-- Task directions --
Edit the listing below by changing every "indicate" to "mark" and keeping everything else unchanged. Leave the pictures out of your version.

-- Exercise inputs --
=-=-=-=-=
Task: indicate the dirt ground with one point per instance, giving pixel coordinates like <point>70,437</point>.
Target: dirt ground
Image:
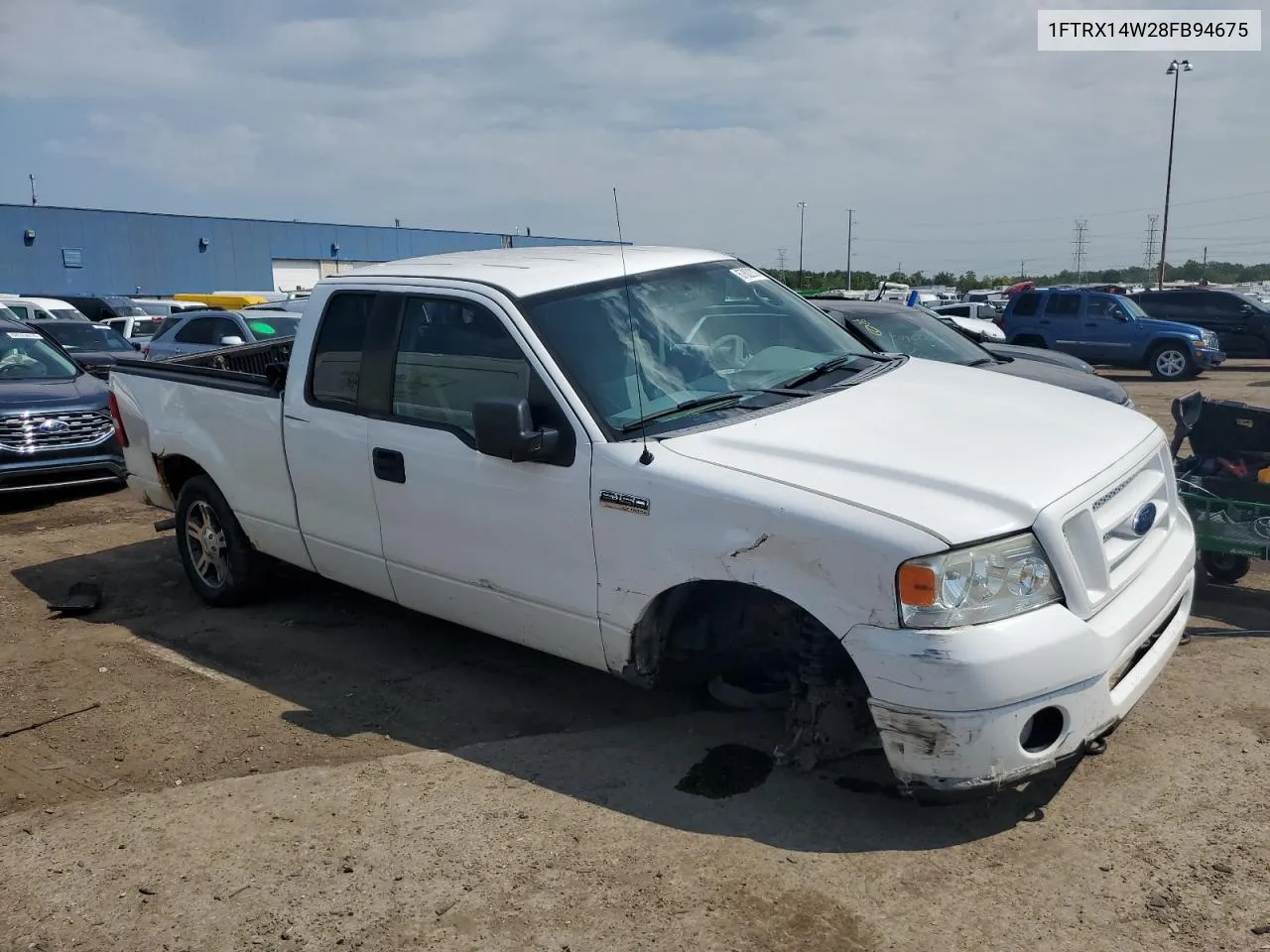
<point>325,771</point>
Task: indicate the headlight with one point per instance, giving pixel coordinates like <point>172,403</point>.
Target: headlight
<point>975,584</point>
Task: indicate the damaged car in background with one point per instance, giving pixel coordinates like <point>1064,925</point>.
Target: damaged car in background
<point>662,463</point>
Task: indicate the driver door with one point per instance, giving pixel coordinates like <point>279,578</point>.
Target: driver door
<point>503,547</point>
<point>1106,331</point>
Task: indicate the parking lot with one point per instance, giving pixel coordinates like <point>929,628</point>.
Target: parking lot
<point>324,770</point>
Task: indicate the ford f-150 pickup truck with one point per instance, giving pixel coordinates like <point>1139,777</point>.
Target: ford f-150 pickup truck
<point>663,463</point>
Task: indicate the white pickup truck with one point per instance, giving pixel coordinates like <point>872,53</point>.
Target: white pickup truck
<point>663,463</point>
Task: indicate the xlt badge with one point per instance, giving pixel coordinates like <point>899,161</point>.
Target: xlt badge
<point>620,500</point>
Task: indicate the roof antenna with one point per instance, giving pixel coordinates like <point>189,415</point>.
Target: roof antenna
<point>645,457</point>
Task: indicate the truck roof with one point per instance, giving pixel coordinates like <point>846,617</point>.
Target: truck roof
<point>532,271</point>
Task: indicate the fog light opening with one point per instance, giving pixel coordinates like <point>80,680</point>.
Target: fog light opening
<point>1043,730</point>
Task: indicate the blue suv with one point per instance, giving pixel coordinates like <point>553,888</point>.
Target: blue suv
<point>1109,329</point>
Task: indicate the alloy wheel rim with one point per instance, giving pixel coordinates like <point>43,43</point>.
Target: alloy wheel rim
<point>207,548</point>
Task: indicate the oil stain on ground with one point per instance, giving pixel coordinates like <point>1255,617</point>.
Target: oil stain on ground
<point>726,771</point>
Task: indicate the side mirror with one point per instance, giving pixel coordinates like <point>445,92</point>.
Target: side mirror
<point>504,429</point>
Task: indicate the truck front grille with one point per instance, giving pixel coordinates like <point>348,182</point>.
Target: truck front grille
<point>36,433</point>
<point>1105,540</point>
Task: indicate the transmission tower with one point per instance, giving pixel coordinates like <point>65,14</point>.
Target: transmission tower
<point>1079,254</point>
<point>1148,261</point>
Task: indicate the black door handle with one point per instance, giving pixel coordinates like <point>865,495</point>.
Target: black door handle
<point>389,465</point>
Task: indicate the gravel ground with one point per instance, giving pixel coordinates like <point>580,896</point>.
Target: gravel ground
<point>325,771</point>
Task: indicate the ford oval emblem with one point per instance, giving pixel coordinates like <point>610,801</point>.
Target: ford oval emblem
<point>51,426</point>
<point>1144,520</point>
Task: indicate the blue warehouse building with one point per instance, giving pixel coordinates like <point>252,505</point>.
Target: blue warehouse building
<point>50,250</point>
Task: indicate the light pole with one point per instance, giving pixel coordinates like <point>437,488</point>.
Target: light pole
<point>851,216</point>
<point>802,212</point>
<point>1175,68</point>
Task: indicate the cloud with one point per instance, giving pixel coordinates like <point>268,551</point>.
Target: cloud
<point>956,143</point>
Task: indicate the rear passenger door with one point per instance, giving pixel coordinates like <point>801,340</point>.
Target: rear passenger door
<point>503,547</point>
<point>1060,318</point>
<point>1225,315</point>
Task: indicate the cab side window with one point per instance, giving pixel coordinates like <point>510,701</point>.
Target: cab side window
<point>452,353</point>
<point>1064,306</point>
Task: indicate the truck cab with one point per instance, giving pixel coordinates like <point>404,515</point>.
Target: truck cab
<point>1109,329</point>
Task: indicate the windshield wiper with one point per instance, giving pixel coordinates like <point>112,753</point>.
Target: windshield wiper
<point>833,363</point>
<point>722,397</point>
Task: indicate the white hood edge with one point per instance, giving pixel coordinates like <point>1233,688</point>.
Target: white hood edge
<point>952,451</point>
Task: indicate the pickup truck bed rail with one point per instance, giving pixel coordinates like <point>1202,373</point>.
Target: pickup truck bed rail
<point>257,368</point>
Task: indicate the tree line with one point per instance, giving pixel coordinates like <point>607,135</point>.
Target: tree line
<point>1213,272</point>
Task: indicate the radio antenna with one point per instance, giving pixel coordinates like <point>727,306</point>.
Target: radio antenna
<point>645,457</point>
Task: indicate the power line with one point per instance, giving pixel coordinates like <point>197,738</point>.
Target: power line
<point>1096,214</point>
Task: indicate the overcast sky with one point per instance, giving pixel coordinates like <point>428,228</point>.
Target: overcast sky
<point>955,141</point>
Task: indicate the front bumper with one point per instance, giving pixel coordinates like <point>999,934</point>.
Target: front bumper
<point>1209,357</point>
<point>40,472</point>
<point>959,710</point>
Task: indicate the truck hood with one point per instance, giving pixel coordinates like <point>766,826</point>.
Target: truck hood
<point>82,393</point>
<point>956,452</point>
<point>1157,326</point>
<point>1064,377</point>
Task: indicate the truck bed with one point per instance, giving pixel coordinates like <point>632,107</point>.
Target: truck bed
<point>197,411</point>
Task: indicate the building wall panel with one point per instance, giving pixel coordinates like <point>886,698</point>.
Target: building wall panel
<point>127,253</point>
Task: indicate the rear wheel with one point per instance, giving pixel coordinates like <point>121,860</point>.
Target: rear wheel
<point>1171,362</point>
<point>218,558</point>
<point>1225,567</point>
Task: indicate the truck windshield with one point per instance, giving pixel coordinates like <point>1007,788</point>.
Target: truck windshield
<point>79,335</point>
<point>273,325</point>
<point>24,354</point>
<point>689,333</point>
<point>910,331</point>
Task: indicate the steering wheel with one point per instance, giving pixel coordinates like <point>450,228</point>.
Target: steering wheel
=-=-=-=-=
-- Output for this task --
Task: mark the dirt ground with one point per instance, giving pixel coordinates like <point>70,437</point>.
Target: dirt ground
Image:
<point>325,771</point>
Task: mark the headlight with one point per instance, giving pixel coordinates like <point>172,403</point>.
Target: headlight
<point>975,584</point>
Task: mark the damaged car in background with one point per instance, giving pixel coordinates like <point>1064,925</point>.
Target: damaged car in background
<point>662,463</point>
Task: mark the driver door with one point per instance, giving pixel coordinates like <point>279,578</point>.
Target: driver door
<point>503,547</point>
<point>1106,331</point>
Task: mark the parking lot with one point per instance, giving pixel coordinates like <point>929,628</point>.
Target: parking lot
<point>324,770</point>
Task: mark the ford f-150 pickup truck with one point per instance, giving pixel coordinates like <point>1139,777</point>.
Target: ford f-150 pickup truck
<point>663,463</point>
Task: mark the white pickup truck with one point per instance, giving pixel coordinates like <point>872,53</point>.
Target: white pickup truck
<point>663,463</point>
Task: mark the xlt badge with one point per instance, giving pixel coordinates like <point>899,161</point>.
Target: xlt badge
<point>620,500</point>
Task: mark the roof antenna with one point per instance, giving pixel coordinates like <point>189,415</point>.
Target: roof antenna
<point>645,457</point>
Task: mark the truck roof with one point per instance, giving pixel coordinates like <point>846,617</point>.
Target: truck roof
<point>532,271</point>
Task: mark the fog light opening with one point per instance, giving pixel coordinates like <point>80,680</point>.
Target: fog light opening
<point>1043,730</point>
Task: mark the blue suv with one point per instance, giving pixel coordinates like <point>553,888</point>.
Target: blue suv
<point>1109,329</point>
Task: mark the alloy wheel rim with one point per instance, giving pixel coordinates like <point>43,43</point>.
Target: alloy wheel rim
<point>207,548</point>
Task: mark the oil stain on ground with one point per instance, giving pixel coordinates like <point>1255,617</point>.
Target: oil stain on ground
<point>726,771</point>
Task: mark the side mirror with one point per instance, giving pixel coordinates like <point>445,92</point>.
Target: side mirror
<point>504,429</point>
Task: mark the truck front grille with one point per instance, giving pixel coordinates like <point>348,182</point>.
Target: truck front grille
<point>36,433</point>
<point>1105,540</point>
Task: mark the transmission tower with one point per instance, giving pixel coordinates like <point>65,14</point>.
Target: transmission tower
<point>1079,254</point>
<point>1148,261</point>
Task: mark the black door handle with one point per instance, giving pixel coordinates like <point>865,495</point>.
Target: black door handle
<point>389,465</point>
Task: mark the gravel ground with one point per instance, giving pixel coordinates like <point>580,896</point>.
Target: gravel ground
<point>325,771</point>
Task: mark the ford oval emblem with one point per instance, giving pixel coordinates like <point>610,801</point>.
Target: ford oval emblem
<point>51,426</point>
<point>1144,520</point>
Task: mark the blue warehouse building with one point per instance, giving pixel coordinates like <point>252,505</point>.
Target: blue warehouse building
<point>50,250</point>
Task: mark the light pole with one point per instance, giving pixel coordinates like <point>437,488</point>.
Target: light pole
<point>851,216</point>
<point>802,212</point>
<point>1175,68</point>
Task: mark the cloud with one point per instance, giving pixel coordinates like <point>268,551</point>.
Target: cloud
<point>956,143</point>
Task: mark the rear passenger door with one point per instance, giving pixel coordinates like <point>801,340</point>.
Target: rear passenger door
<point>503,547</point>
<point>1060,318</point>
<point>1225,315</point>
Task: mark the cab side window with one point per instance, giving pixel coordinates like <point>510,701</point>.
Target: cab side window
<point>452,353</point>
<point>1064,306</point>
Task: mark the truck cab with one point per instance, giving pixel coordinates like <point>404,515</point>.
Target: truck cab
<point>1109,329</point>
Task: mark the windshield wiper with one point per instance, giving pixel coordinates like <point>112,753</point>.
Target: windshield wiper
<point>833,363</point>
<point>722,397</point>
Task: mark the white hood edge with one point per instance, giving pixel coordinates like <point>1233,688</point>.
Target: white hood edge
<point>952,451</point>
Task: mark the pickup truck bed rail with one point per instance, giving pixel coordinates like <point>1202,373</point>.
Target: pickup truck bed rail
<point>257,368</point>
Task: mark the tree line with one point per instance, giving pixel coordinates like <point>607,135</point>.
Target: tree line
<point>1213,272</point>
Task: mark the radio antenna with one point per instance, giving pixel coordinates like <point>727,306</point>.
Target: radio antenna
<point>645,457</point>
Task: mark the power line with one point per instance, giving pixel coordinates like <point>197,738</point>.
Target: power line
<point>1096,214</point>
Task: mark the overcast sky with one point per instance, giving pixel coordinates like <point>428,228</point>.
Target: overcast sky
<point>955,141</point>
Task: mark the front bumper with one point per instance, giving pixel coordinates like <point>999,934</point>.
Target: front bumper
<point>1209,357</point>
<point>40,472</point>
<point>959,710</point>
Task: mark the truck hood with one point per instance, giving pixel coordinates like <point>766,826</point>.
Target: truck hood
<point>82,393</point>
<point>956,452</point>
<point>1157,326</point>
<point>1064,377</point>
Task: mark the truck bed with one point per instance, giving pixel coordinates like <point>632,107</point>.
Target: truck bed
<point>197,411</point>
Task: mark the building wall panel with one point per instance, giving pixel coordinates like <point>886,698</point>.
Target: building wall panel
<point>127,253</point>
Task: mark the rear wheel with one point per instance, giving pixel coordinates like <point>121,860</point>.
Target: rear wheel
<point>1171,362</point>
<point>218,558</point>
<point>1225,567</point>
Task: mark the truck windshield with one point per instance, giving pixel coordinates like <point>1007,788</point>.
Target: truck windshield
<point>79,335</point>
<point>273,325</point>
<point>24,354</point>
<point>689,333</point>
<point>910,331</point>
Task: mark the steering wheel with one point per instance, giving pixel coordinates like <point>450,228</point>.
Target: steering wheel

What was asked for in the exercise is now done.